**Do this**
Please report how many lines in the records below contain the string "distant", with case counting, and give only that number.

===== Source material =====

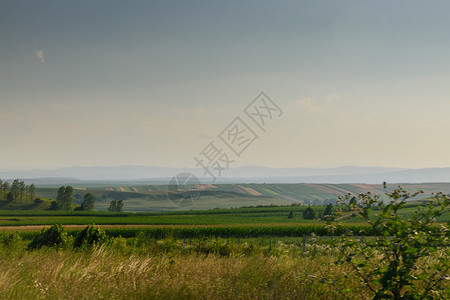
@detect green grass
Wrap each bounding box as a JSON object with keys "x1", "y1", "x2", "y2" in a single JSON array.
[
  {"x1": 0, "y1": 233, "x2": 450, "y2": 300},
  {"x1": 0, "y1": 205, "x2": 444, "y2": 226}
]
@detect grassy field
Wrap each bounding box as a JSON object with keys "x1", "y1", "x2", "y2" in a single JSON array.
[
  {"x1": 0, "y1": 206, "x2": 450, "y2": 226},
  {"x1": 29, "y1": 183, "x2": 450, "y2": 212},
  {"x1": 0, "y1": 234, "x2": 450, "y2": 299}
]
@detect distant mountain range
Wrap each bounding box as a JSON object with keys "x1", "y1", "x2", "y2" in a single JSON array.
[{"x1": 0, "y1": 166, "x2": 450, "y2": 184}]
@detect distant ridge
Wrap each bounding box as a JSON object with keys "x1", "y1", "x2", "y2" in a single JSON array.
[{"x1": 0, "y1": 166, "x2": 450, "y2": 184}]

=====
===== Source material =====

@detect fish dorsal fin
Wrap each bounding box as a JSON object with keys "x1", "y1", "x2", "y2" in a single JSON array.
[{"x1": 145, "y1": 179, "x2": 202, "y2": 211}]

=====
===== Source material =====

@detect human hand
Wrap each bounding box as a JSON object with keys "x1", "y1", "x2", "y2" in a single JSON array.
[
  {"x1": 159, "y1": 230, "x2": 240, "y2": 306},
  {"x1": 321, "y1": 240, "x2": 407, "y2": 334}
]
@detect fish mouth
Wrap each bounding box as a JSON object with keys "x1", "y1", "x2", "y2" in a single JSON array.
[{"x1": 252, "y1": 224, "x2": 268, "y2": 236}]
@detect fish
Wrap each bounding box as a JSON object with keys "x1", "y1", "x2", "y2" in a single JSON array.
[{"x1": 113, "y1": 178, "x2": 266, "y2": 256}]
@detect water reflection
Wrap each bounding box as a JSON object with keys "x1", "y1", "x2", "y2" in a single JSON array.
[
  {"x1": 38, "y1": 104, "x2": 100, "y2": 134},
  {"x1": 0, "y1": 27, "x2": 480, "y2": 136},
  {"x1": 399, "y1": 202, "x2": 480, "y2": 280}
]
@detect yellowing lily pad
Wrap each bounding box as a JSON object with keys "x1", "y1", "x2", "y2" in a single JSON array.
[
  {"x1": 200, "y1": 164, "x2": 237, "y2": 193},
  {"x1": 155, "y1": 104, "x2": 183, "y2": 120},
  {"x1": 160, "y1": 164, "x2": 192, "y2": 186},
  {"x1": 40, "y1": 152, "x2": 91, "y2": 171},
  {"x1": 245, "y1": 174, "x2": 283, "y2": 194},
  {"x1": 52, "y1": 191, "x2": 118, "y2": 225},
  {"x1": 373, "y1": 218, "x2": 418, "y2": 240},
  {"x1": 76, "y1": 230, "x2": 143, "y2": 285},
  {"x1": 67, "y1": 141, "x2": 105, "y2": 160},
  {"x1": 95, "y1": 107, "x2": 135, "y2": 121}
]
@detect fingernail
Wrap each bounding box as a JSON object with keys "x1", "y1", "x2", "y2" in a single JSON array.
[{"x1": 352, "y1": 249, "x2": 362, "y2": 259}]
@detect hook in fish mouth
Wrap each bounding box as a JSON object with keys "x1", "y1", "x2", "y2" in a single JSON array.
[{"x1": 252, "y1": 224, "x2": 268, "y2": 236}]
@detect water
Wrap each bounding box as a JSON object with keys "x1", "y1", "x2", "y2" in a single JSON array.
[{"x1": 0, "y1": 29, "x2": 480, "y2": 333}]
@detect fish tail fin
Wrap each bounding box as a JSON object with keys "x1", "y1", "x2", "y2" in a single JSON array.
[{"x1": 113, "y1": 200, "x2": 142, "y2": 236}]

=====

**Task solution**
2